- **Record extracts**
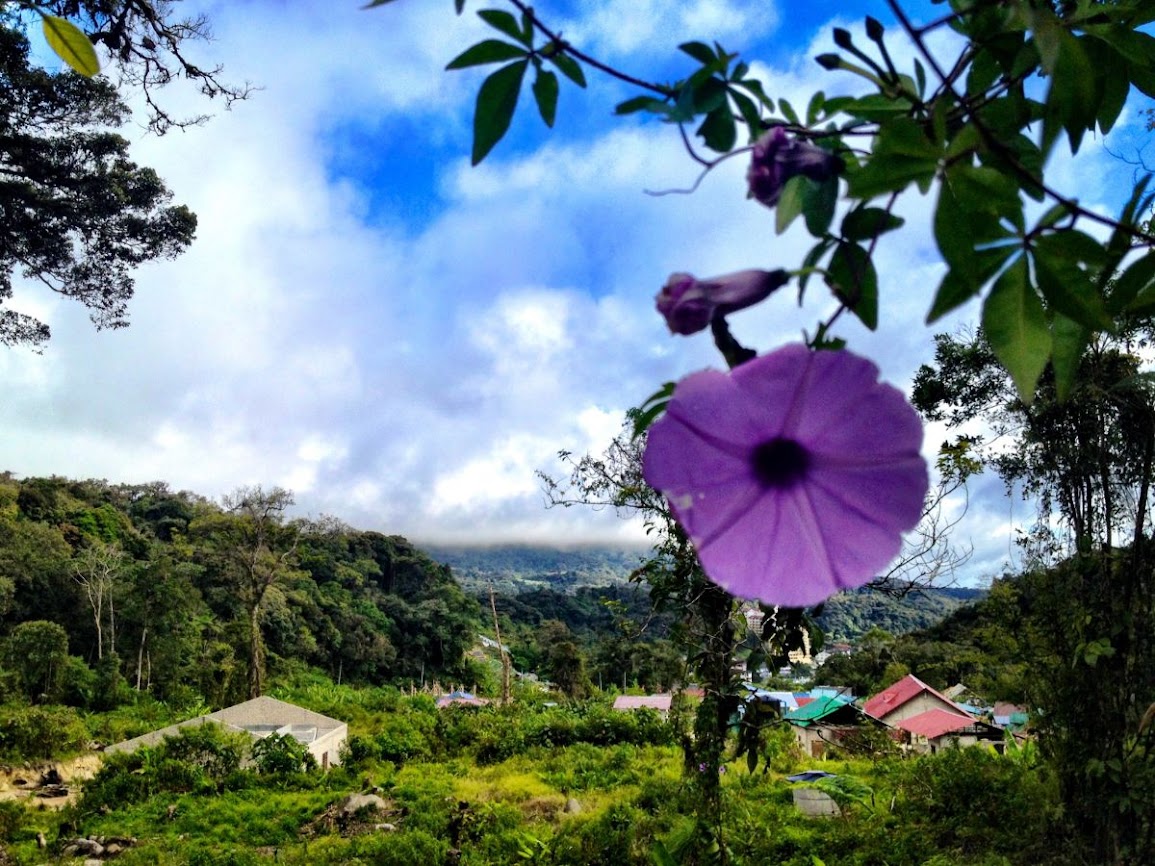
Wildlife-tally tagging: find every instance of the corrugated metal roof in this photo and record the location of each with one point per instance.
(816, 710)
(936, 723)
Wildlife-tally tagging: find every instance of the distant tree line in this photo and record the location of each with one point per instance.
(106, 589)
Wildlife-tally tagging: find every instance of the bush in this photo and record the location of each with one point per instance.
(281, 753)
(41, 732)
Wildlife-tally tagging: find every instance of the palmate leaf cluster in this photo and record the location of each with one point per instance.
(76, 214)
(176, 613)
(973, 127)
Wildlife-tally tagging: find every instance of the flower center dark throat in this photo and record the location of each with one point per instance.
(780, 462)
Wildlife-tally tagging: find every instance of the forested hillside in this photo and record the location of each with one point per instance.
(849, 616)
(512, 569)
(106, 587)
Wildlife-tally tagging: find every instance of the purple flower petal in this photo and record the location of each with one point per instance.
(688, 304)
(792, 534)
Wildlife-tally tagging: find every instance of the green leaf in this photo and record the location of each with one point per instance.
(699, 51)
(1071, 101)
(506, 23)
(640, 103)
(789, 113)
(888, 173)
(1134, 289)
(869, 223)
(749, 110)
(1015, 326)
(496, 104)
(1070, 340)
(490, 51)
(854, 281)
(568, 67)
(545, 91)
(980, 189)
(1068, 289)
(71, 45)
(818, 203)
(790, 203)
(809, 263)
(959, 286)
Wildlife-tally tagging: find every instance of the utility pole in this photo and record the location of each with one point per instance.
(505, 658)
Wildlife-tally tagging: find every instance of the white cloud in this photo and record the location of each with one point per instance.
(410, 371)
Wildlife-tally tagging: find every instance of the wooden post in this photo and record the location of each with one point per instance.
(505, 658)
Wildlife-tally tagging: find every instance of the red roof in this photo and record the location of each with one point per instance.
(934, 723)
(661, 703)
(909, 687)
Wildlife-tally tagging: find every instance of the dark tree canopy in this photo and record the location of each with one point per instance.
(76, 214)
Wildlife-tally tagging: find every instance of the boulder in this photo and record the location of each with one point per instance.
(362, 803)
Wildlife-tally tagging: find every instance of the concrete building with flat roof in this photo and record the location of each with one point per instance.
(259, 717)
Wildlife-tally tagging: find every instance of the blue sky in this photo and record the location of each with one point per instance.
(402, 340)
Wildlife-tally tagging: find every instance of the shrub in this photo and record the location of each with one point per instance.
(41, 732)
(281, 753)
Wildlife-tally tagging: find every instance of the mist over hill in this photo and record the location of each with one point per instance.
(530, 569)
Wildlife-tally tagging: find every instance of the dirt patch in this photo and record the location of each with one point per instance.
(54, 784)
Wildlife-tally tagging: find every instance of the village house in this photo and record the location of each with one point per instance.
(660, 703)
(934, 730)
(826, 722)
(908, 697)
(260, 717)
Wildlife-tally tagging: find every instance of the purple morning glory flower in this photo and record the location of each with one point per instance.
(690, 304)
(777, 157)
(795, 475)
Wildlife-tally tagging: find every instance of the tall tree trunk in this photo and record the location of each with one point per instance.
(255, 654)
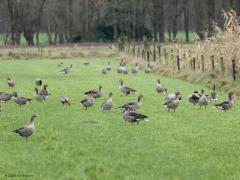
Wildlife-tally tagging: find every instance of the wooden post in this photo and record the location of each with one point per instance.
(159, 53)
(222, 65)
(213, 63)
(148, 56)
(194, 64)
(234, 69)
(139, 51)
(178, 63)
(154, 52)
(203, 63)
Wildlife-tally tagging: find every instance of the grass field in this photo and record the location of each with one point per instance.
(191, 143)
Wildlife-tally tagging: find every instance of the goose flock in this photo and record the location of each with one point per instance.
(129, 110)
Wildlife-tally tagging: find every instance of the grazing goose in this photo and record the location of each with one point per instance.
(171, 96)
(66, 70)
(38, 82)
(124, 89)
(28, 130)
(159, 87)
(64, 100)
(88, 102)
(135, 69)
(133, 105)
(214, 94)
(20, 100)
(194, 97)
(173, 104)
(203, 100)
(227, 105)
(104, 71)
(107, 105)
(11, 83)
(95, 93)
(45, 91)
(4, 97)
(109, 67)
(39, 96)
(132, 116)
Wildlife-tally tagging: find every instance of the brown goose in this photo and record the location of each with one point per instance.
(133, 105)
(20, 100)
(194, 97)
(39, 96)
(95, 93)
(173, 104)
(132, 116)
(124, 89)
(88, 102)
(135, 69)
(38, 82)
(11, 83)
(64, 100)
(107, 105)
(45, 91)
(27, 130)
(227, 105)
(4, 97)
(159, 87)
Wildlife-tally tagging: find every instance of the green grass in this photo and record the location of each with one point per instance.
(191, 143)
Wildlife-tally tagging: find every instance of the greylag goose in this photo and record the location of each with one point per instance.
(45, 91)
(10, 82)
(20, 100)
(38, 82)
(27, 130)
(133, 116)
(126, 90)
(4, 97)
(135, 69)
(66, 70)
(203, 100)
(227, 105)
(173, 104)
(64, 100)
(159, 87)
(214, 94)
(88, 102)
(109, 67)
(39, 96)
(194, 97)
(95, 93)
(107, 105)
(171, 96)
(133, 105)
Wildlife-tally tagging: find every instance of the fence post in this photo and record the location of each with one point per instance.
(194, 63)
(234, 69)
(213, 63)
(178, 63)
(203, 63)
(222, 65)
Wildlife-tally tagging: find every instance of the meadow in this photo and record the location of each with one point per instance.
(191, 143)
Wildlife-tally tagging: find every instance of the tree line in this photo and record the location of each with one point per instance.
(106, 20)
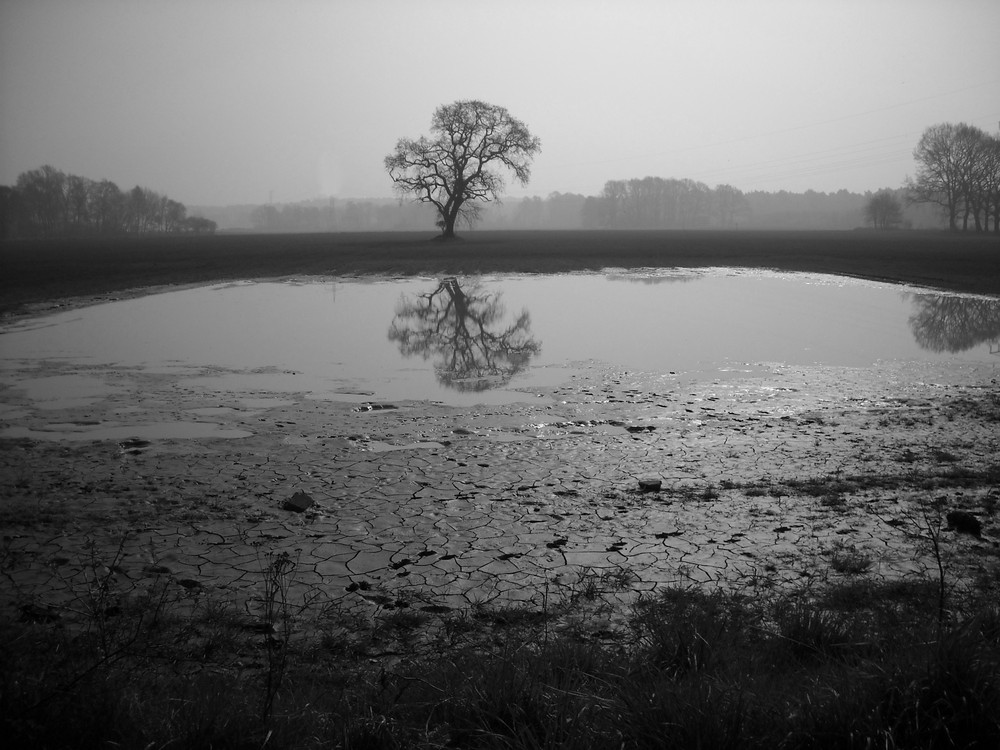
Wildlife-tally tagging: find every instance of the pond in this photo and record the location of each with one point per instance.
(490, 340)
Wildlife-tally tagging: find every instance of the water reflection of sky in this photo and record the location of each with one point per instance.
(330, 337)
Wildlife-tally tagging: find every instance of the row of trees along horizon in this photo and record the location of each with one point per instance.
(956, 186)
(46, 202)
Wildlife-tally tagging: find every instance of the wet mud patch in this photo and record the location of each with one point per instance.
(630, 481)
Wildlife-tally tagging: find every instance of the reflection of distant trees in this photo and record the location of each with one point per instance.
(945, 323)
(463, 329)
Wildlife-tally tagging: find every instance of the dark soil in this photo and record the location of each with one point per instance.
(47, 270)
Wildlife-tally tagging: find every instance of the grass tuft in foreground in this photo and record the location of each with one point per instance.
(857, 664)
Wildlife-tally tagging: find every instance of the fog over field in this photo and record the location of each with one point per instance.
(233, 101)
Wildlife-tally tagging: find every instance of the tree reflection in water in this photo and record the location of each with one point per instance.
(463, 329)
(944, 323)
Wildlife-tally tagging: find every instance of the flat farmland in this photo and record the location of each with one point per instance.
(36, 271)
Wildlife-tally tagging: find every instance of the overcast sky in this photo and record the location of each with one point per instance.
(240, 101)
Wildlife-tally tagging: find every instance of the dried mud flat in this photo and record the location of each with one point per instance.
(769, 477)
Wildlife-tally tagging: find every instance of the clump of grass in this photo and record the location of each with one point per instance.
(860, 663)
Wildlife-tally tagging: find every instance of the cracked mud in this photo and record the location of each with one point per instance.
(765, 480)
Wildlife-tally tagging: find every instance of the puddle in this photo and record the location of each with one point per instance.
(63, 391)
(491, 340)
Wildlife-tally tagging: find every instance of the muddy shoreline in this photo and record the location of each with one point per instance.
(766, 481)
(769, 478)
(46, 271)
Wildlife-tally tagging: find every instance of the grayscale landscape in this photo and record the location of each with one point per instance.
(499, 375)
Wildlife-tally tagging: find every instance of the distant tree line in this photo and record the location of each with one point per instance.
(958, 169)
(331, 215)
(658, 203)
(45, 202)
(709, 208)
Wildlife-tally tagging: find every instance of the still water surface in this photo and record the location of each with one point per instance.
(474, 340)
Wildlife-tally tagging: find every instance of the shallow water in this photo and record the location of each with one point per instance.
(491, 339)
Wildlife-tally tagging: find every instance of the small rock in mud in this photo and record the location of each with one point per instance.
(299, 502)
(650, 484)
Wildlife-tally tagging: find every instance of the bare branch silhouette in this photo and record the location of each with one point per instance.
(946, 323)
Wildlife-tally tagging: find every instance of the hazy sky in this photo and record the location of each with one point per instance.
(236, 101)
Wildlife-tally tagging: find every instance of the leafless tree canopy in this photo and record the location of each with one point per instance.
(463, 330)
(958, 168)
(472, 143)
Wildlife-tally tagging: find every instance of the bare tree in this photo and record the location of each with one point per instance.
(463, 328)
(457, 166)
(884, 210)
(958, 168)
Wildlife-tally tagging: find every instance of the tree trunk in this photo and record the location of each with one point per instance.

- **Set exercise**
Copy exactly the lines above, from the one containing "Wildlife-tally tagging: find every instance of the small" through the very last line.

- **Task answer**
Wildlife-tally tagging: find every instance of the small rock in mud in this photo and record the location of each with one point per instance.
(299, 502)
(650, 484)
Wildlife-tally tagging: find every instance of the bare branch silhouette in this photo and record the location of each with one point per instance.
(946, 323)
Wildlife-tally tagging: find every instance of the hazy sky in this photo and record the location of each with one point per instance.
(236, 101)
Wildlife-tally tagging: find every instance of the leafless tree canopy in this photo and record the location of each with one point per instance.
(463, 330)
(958, 168)
(472, 143)
Wildlife-tally tagging: find every instance of the bare tree in this photo and record the location of each with one point per instance.
(463, 328)
(457, 166)
(884, 210)
(958, 168)
Wildlife-tally tagging: find every instance of the tree trunk in this photo and record the location of each with one point per instance.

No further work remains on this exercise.